Arturo Pérez-Reverte - UN TIPO DURO



Una planta de oncología de un hospital no es el lugar más divertido del mundo. Sin embargo, el renacuajo está ahí, en su camilla, y las enfermeras y auxiliares sonríen, y a veces hasta sueltan una carcajada. También ríen otros pacientes. No pueden evitarlo. Leo tiene cuatro años y sobre el pijama lleva puesto un traje de espadachín, con capa, sombrero y espada de plástico. Una vez más, otro día de los pocos que hasta hoy ha vivido, el enano aguanta estoicamente las siete horas periódicas de quimio y radioterapia mientras espera -su familia y los médicos, en realidad, son quienes lo esperan- encontrar a un donante con una médula compatible. El crío no para en la camilla. Blande en alto la espada una y otra vez tirando ágiles estocadas al aire. Luchando contra enemigos imaginarios, o no tanto. Batiéndose contra el cáncer. Y a cada momento, como un mantra, una y otra vez, repite algo que -es demasiado joven para haberlo leído- alguien, un familiar, una enfermera, ha debido decirle: «No era el hombre más honesto ni el más piadoso, pero era un hombre valiente».

A su lado están sus abuelos. Una pareja encantadora de médicos, que cuentan la historia de Leo. Un bebé prematuro de veintitrés semanas que logró sobrevivir peleando por su vida como un minúsculo jabato. Abandonado por su madre, una cría de 17 años a la que le gustaba coquetear peligrosamente con el alcohol, las drogas y los chicos, embarazada sin saber de quién. Incapaz de soportar la responsabilidad de ser madre soltera, en cuanto se recuperó del parto puso pies en polvorosa. Hasta hoy. No se ha vuelto a saber de ella. Tampoco es que sus padres la echen de menos. Los dos coinciden en afirmar que lo mejor de sus vidas es su nieto. Ese pequeño Alatriste que blande su espada de plástico en la camilla. Leo.

[Entradas de datos almacenados]

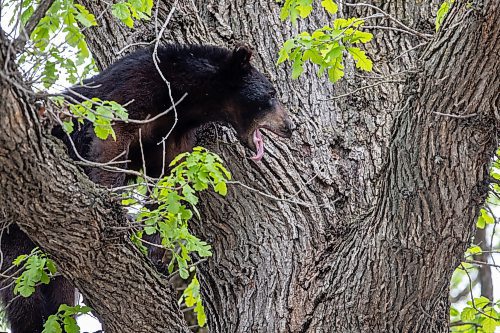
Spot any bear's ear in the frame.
[231,44,252,68]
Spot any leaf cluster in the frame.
[127,147,231,279]
[111,0,153,28]
[179,274,207,327]
[13,248,57,297]
[450,296,500,333]
[435,0,455,31]
[42,304,92,333]
[278,18,373,82]
[52,97,128,140]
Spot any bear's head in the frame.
[222,45,294,161]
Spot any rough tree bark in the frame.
[2,0,500,332]
[0,30,189,332]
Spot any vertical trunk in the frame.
[0,30,189,333]
[1,0,500,332]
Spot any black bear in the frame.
[1,45,293,333]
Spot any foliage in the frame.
[127,147,231,279]
[436,0,455,31]
[1,0,213,333]
[277,0,373,82]
[2,0,153,89]
[52,97,128,140]
[450,296,500,333]
[8,0,97,88]
[122,147,231,326]
[179,275,207,327]
[111,0,153,28]
[13,248,57,297]
[42,304,92,333]
[450,145,500,333]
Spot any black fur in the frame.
[1,45,291,333]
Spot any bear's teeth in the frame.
[250,128,264,161]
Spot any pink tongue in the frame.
[250,128,264,161]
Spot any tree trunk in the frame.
[2,0,500,332]
[0,30,189,332]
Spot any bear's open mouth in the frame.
[250,128,264,161]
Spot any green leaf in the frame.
[321,0,339,15]
[481,317,500,333]
[435,0,455,31]
[74,4,97,28]
[63,119,74,134]
[111,2,134,28]
[460,307,477,322]
[214,182,227,196]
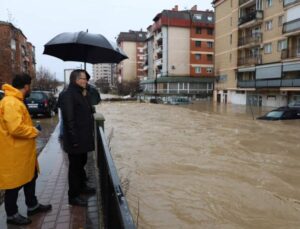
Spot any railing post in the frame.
[94,113,105,229]
[94,113,105,131]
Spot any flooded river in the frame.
[97,102,300,229]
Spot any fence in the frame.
[94,114,136,229]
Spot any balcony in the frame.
[237,80,255,88]
[256,79,281,88]
[155,32,162,41]
[281,47,300,60]
[282,18,300,33]
[239,0,255,6]
[238,33,262,46]
[237,79,300,88]
[281,79,300,87]
[239,10,264,26]
[155,45,162,53]
[155,58,162,66]
[283,0,300,7]
[238,55,262,65]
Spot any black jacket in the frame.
[60,84,94,154]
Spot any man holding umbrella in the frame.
[60,69,95,206]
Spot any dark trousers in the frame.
[68,153,87,199]
[4,173,38,216]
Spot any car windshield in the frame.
[28,92,43,100]
[266,111,283,118]
[288,102,300,107]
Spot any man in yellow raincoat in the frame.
[0,74,51,225]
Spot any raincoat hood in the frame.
[0,84,38,190]
[2,84,24,100]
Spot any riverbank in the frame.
[0,115,58,205]
[97,102,300,229]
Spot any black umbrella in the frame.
[44,32,128,64]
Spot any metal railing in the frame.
[282,18,300,33]
[237,80,255,88]
[239,0,255,5]
[237,79,300,88]
[239,10,264,25]
[238,33,262,46]
[281,47,300,60]
[238,55,262,65]
[94,114,136,229]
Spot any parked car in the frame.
[25,91,57,117]
[0,90,4,100]
[288,101,300,109]
[257,107,300,121]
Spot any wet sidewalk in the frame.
[0,127,99,229]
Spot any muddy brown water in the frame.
[97,102,300,229]
[0,115,58,205]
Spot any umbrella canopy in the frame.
[43,32,128,64]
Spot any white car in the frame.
[0,90,4,100]
[288,101,300,108]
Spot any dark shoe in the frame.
[27,204,52,216]
[69,197,87,207]
[80,186,96,195]
[6,213,31,225]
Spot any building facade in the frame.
[213,0,300,107]
[142,6,214,96]
[93,64,117,88]
[117,30,146,83]
[0,21,36,86]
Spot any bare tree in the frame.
[32,66,60,91]
[117,77,140,96]
[95,78,110,94]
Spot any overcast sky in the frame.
[0,0,212,80]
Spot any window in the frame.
[266,0,273,8]
[194,14,202,20]
[297,37,300,56]
[195,54,201,60]
[196,27,201,34]
[207,29,214,35]
[265,20,273,31]
[206,67,213,73]
[264,43,272,54]
[206,54,213,61]
[278,15,283,26]
[277,40,287,52]
[195,67,201,73]
[10,39,17,50]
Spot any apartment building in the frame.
[281,0,300,102]
[93,64,117,87]
[141,5,214,97]
[117,30,146,82]
[213,0,300,107]
[0,21,36,86]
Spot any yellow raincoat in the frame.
[0,84,38,189]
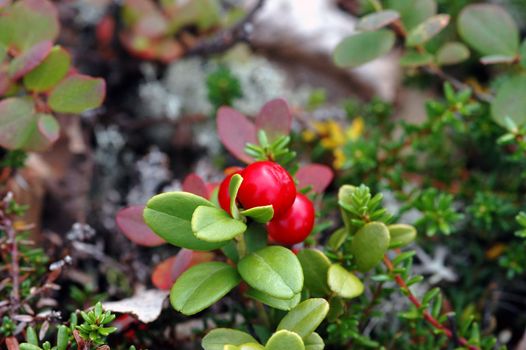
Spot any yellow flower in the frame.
[332,148,345,169]
[346,117,364,141]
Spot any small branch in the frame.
[186,0,265,55]
[384,255,479,350]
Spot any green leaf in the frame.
[436,41,470,66]
[491,74,526,127]
[20,343,42,350]
[191,205,247,242]
[48,74,106,114]
[327,227,349,250]
[387,0,437,31]
[277,298,329,338]
[0,97,58,151]
[265,330,305,350]
[201,328,257,350]
[240,205,274,224]
[356,10,400,31]
[333,29,395,67]
[406,15,450,46]
[480,55,515,65]
[24,46,71,92]
[144,192,227,250]
[327,264,363,299]
[350,222,390,272]
[244,224,267,254]
[170,262,241,315]
[7,41,53,80]
[297,249,331,296]
[400,51,433,67]
[246,288,301,311]
[457,4,519,56]
[303,332,325,350]
[387,224,416,248]
[238,246,303,299]
[228,174,243,219]
[0,0,59,52]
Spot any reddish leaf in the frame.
[152,248,214,290]
[296,164,334,193]
[115,205,166,247]
[8,41,53,80]
[5,337,20,350]
[217,107,256,163]
[256,98,292,141]
[183,173,210,199]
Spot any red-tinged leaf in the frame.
[115,205,166,247]
[48,74,106,113]
[183,173,210,199]
[152,248,214,290]
[37,114,60,143]
[5,337,20,350]
[256,98,292,142]
[8,41,53,80]
[0,0,59,52]
[0,72,11,95]
[296,164,334,193]
[217,107,256,163]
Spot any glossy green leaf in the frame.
[303,332,325,350]
[333,29,395,67]
[0,0,59,52]
[201,328,257,350]
[228,174,243,219]
[480,55,516,65]
[387,0,437,31]
[400,51,433,67]
[436,41,470,66]
[356,10,400,31]
[406,15,450,46]
[297,249,331,296]
[246,288,301,311]
[48,74,106,114]
[7,41,53,80]
[0,97,58,151]
[244,223,268,254]
[327,264,363,299]
[265,330,305,350]
[144,192,227,250]
[457,4,519,56]
[238,246,303,299]
[491,74,526,127]
[24,46,71,92]
[240,205,274,224]
[277,298,329,338]
[350,222,390,272]
[387,224,416,248]
[170,262,241,315]
[191,205,247,242]
[239,343,265,350]
[327,227,349,250]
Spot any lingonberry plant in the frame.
[0,0,105,151]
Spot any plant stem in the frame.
[384,255,479,350]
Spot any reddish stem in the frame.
[384,255,479,350]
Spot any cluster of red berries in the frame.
[218,161,314,244]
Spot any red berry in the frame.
[217,170,241,215]
[237,161,296,218]
[267,193,314,244]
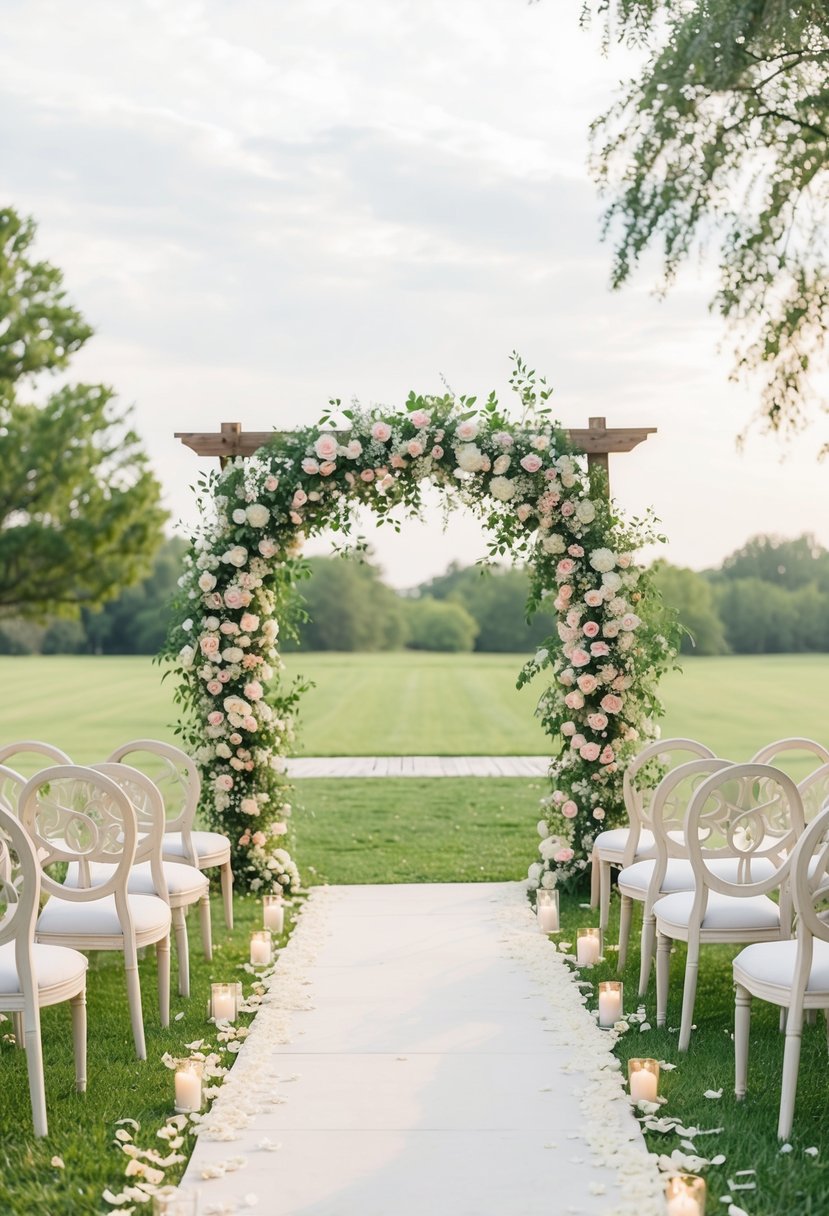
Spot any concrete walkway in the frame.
[288,756,549,778]
[182,883,665,1216]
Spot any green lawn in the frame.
[0,652,829,761]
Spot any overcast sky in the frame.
[0,0,829,586]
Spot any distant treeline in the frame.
[0,536,829,654]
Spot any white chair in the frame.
[653,764,803,1051]
[19,765,171,1059]
[64,761,209,997]
[616,759,732,996]
[109,739,233,943]
[592,738,714,935]
[0,806,88,1136]
[733,807,829,1139]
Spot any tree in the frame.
[654,562,728,654]
[407,596,478,653]
[585,0,829,429]
[0,208,165,617]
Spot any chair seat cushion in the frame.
[0,941,89,1009]
[162,832,230,865]
[734,938,829,993]
[35,895,170,938]
[654,891,780,933]
[617,857,774,900]
[593,828,656,860]
[63,861,210,900]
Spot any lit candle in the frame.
[576,929,602,967]
[665,1173,705,1216]
[627,1059,659,1102]
[535,891,559,933]
[210,984,236,1021]
[175,1059,204,1115]
[263,895,284,938]
[250,929,272,967]
[599,980,622,1029]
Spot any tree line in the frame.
[0,535,829,655]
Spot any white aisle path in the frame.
[182,883,664,1216]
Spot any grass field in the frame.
[0,652,829,762]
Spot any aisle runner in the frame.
[182,883,665,1216]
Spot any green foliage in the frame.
[585,0,829,429]
[654,562,728,654]
[0,209,165,617]
[406,596,478,652]
[289,557,406,652]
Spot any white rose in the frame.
[244,502,271,528]
[590,548,616,573]
[455,444,484,473]
[490,477,515,502]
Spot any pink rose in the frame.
[314,435,338,460]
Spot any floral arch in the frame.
[167,361,675,893]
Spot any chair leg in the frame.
[173,907,190,996]
[124,951,147,1060]
[734,984,751,1102]
[617,895,633,972]
[656,933,671,1026]
[198,888,213,963]
[777,1002,803,1139]
[23,1004,49,1136]
[639,914,656,996]
[599,861,610,941]
[221,861,233,929]
[678,941,699,1052]
[69,989,86,1093]
[156,934,170,1030]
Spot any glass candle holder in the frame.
[535,890,559,933]
[576,929,602,967]
[250,929,273,967]
[599,980,625,1030]
[175,1058,204,1115]
[627,1059,659,1102]
[261,895,284,938]
[665,1173,706,1216]
[208,984,238,1021]
[153,1187,198,1216]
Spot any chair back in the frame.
[684,764,805,923]
[92,760,169,903]
[622,738,714,866]
[19,765,137,904]
[107,739,202,851]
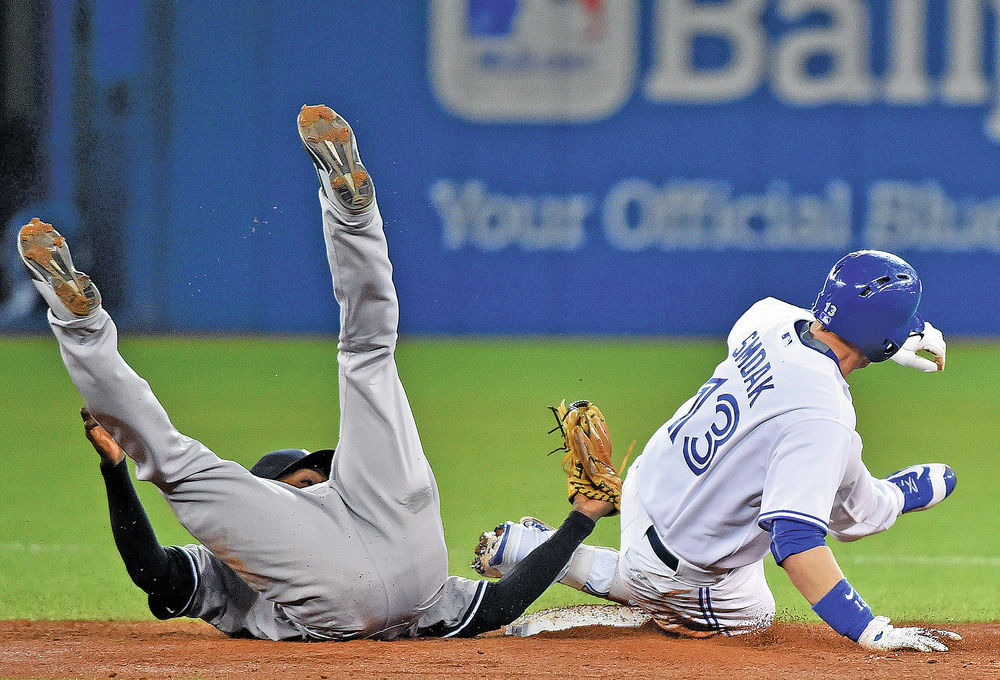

#### [INSTRUCCIONES DE TRABAJO]
Transcribe completo y sin cambios el texto sobre Leo. Basta con el texto para resolver lo que se pide.

#### [RESPUESTA AL EJERCICIO]
Arturo Pérez-Reverte - UN TIPO DURO



Una planta de oncología de un hospital no es el lugar más divertido del mundo. Sin embargo, el renacuajo está ahí, en su camilla, y las enfermeras y auxiliares sonríen, y a veces hasta sueltan una carcajada. También ríen otros pacientes. No pueden evitarlo. Leo tiene cuatro años y sobre el pijama lleva puesto un traje de espadachín, con capa, sombrero y espada de plástico. Una vez más, otro día de los pocos que hasta hoy ha vivido, el enano aguanta estoicamente las siete horas periódicas de quimio y radioterapia mientras espera -su familia y los médicos, en realidad, son quienes lo esperan- encontrar a un donante con una médula compatible. El crío no para en la camilla. Blande en alto la espada una y otra vez tirando ágiles estocadas al aire. Luchando contra enemigos imaginarios, o no tanto. Batiéndose contra el cáncer. Y a cada momento, como un mantra, una y otra vez, repite algo que -es demasiado joven para haberlo leído- alguien, un familiar, una enfermera, ha debido decirle: «No era el hombre más honesto ni el más piadoso, pero era un hombre valiente».

A su lado están sus abuelos. Una pareja encantadora de médicos, que cuentan la historia de Leo. Un bebé prematuro de veintitrés semanas que logró sobrevivir peleando por su vida como un minúsculo jabato. Abandonado por su madre, una cría de 17 años a la que le gustaba coquetear peligrosamente con el alcohol, las drogas y los chicos, embarazada sin saber de quién. Incapaz de soportar la responsabilidad de ser madre soltera, en cuanto se recuperó del parto puso pies en polvorosa. Hasta hoy. No se ha vuelto a saber de ella. Tampoco es que sus padres la echen de menos. Los dos coinciden en afirmar que lo mejor de sus vidas es su nieto. Ese pequeño Alatriste que blande su espada de plástico en la camilla. Leo.